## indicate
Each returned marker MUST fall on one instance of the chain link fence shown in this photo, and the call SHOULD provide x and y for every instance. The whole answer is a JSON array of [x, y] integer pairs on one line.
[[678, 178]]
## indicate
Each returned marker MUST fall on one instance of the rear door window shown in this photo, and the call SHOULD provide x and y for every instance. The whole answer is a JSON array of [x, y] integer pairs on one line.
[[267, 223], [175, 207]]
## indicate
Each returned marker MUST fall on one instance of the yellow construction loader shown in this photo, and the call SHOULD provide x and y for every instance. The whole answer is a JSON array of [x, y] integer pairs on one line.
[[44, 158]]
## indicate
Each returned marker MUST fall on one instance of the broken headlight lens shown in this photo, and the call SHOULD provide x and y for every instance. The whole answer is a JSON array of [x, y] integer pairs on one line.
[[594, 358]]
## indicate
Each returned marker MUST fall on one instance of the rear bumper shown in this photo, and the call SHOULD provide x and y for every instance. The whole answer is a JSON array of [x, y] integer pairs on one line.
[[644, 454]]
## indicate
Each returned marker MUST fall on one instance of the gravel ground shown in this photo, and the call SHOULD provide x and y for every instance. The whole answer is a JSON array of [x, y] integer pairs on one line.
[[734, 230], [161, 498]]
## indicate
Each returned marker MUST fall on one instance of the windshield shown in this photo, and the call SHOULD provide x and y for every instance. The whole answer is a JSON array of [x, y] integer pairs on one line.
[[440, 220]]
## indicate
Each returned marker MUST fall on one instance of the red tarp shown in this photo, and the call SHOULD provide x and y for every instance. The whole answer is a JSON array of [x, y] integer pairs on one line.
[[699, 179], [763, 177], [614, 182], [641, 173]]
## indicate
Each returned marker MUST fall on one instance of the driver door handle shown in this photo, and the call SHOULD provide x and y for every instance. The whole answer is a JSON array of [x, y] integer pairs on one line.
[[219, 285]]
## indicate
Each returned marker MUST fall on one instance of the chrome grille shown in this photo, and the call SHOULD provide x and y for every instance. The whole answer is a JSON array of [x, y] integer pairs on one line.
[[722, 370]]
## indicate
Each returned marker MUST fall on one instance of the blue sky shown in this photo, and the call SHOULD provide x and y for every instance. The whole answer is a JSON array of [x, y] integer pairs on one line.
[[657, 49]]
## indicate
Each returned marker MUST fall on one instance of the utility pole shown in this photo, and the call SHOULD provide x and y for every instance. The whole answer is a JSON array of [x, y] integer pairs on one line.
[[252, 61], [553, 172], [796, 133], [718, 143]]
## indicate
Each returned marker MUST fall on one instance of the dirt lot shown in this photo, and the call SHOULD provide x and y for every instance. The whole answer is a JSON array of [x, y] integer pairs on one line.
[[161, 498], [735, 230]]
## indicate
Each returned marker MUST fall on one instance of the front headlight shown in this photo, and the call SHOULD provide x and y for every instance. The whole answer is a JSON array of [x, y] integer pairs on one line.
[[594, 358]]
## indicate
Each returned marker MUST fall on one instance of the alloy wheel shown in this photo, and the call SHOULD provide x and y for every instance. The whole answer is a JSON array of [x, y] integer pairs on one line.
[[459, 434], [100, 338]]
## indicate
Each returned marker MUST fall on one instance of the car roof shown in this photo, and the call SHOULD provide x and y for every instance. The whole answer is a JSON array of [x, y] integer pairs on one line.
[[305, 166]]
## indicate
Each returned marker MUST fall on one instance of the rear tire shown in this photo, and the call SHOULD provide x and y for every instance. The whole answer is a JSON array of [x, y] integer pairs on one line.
⁂
WHAT TO PRODUCE>
Copy every line above without altering a word.

SOLUTION TO THE PROBLEM>
## indicate
Each returned marker MUST fall on one instance of the chain link fence shown in this photo, and the call SHOULD provide x and y for every instance. The whole answer is a JSON array of [x, y] integer pairs on one line.
[[678, 178]]
## indicate
Each returned marker MUST fall on one instance of the rear door window shown in this photo, and the call SHOULD provide x and y for every instance. The whole answer is a JSON array of [x, y] integer pairs on one line.
[[267, 223], [175, 207]]
## indicate
Each returned marker MUST fall on one instance of the yellow construction loader shown in this photo, and the call SHOULD provide x and y for every instance. The whole answer is a JSON array of [x, y] integer pairs on one line.
[[44, 158]]
## indicate
Each returned marker MUST fall on one instance of the broken headlight lens shown in this photo, and the call SHOULD provide x and y for every instance. The whole answer is a JSON array of [x, y] integer pairs on one line.
[[594, 358]]
## indicate
Each returned marker MUST fall on one instance of the rear bumper shown in this photo, and the call SHOULD provide x and y for every instance. The whole answer is a JSON array of [x, y] integer pairs on one line.
[[644, 454]]
## indicate
Each returned marker MUST fall on one instance of the gravel ground shown in this photo, and the call SHOULD provide x and y for every instance. The whole answer is a JSON array of [x, y] integer pairs on one line.
[[734, 230], [161, 498]]
## indicate
Each returned marker MUST fall on one instance of the windshield shown in this photo, and the call SHOULD provide x and y for every instance. The whole answer is a JSON array of [x, y] integer pairs on one line.
[[440, 220]]
## indicate
Each returned marker MUST fall on one instance of the red tarp shown in this photo, and the call SHOULD provide x and y for every instance. The whole answer is a JSON array of [x, y] integer pairs on one line.
[[699, 179], [763, 177], [614, 182], [641, 173]]
## indicate
Each returned marker MUST fall on one instance of the driver door handle shown in this photo, and the call SHOULD provide x and y for every instance. The whole answer is a JSON array of [x, y] integer pairs on one line.
[[219, 285]]
## indicate
Each returned marker MUST fall on one instance of the chrome grille shown in this photo, and the call SHOULD provide x and y for every instance. The whole answer is a JSON array of [x, y] integer pairs on one line.
[[722, 370]]
## indicate
Each returned marker MUST fall on one instance of the blue sky shown in this photo, and the call SHOULD provide x and y for every instance. The whole answer is a JSON array of [x, y] integer pairs on one line.
[[657, 49]]
## indicate
Each returned marker MUST fall on one instance of the utility pole shown in this photo, and the call SHOULD provide x and y for every instance. The whole answer is a JSON array of [x, y] integer pairs on one line.
[[252, 61], [553, 172], [796, 133], [718, 143]]
## indicate
Each returned marker MUST fall on one instance of the dirt lot shown in this photo, and the call SHOULD provide x and y for every instance. The whole answer is a JSON array of [x, y] integer pairs on one line.
[[161, 498], [735, 230]]
## indicate
Each returned marker MUST fall on one instance of the front headlight shown in this photo, and the call SHOULD provide x and y for every instance. The whole answer is a JSON array of [x, y] integer pairs on one line.
[[594, 358]]
## indicate
Each returned marker MUST fall on one instance of the alloy wheel shown in this photo, and the call SHOULD provide x and y for every instance. The whole answer is a JSON array of [x, y] integer pairs on one line.
[[459, 434], [100, 338]]
## indicate
Each returned marker MUST fall on one instance of the car roof shown in this photo, and the call SHOULD provide x and y for every instance. The whole answer is a JSON array of [x, y] integer pairs on one line.
[[305, 166]]
## indicate
Each returned marker MUST fall on one instance of the rear tire shown in this photo, and the call SHOULD provide x and y for every instance. The whole answer is a JSON array of [x, y] integer pairs on one line.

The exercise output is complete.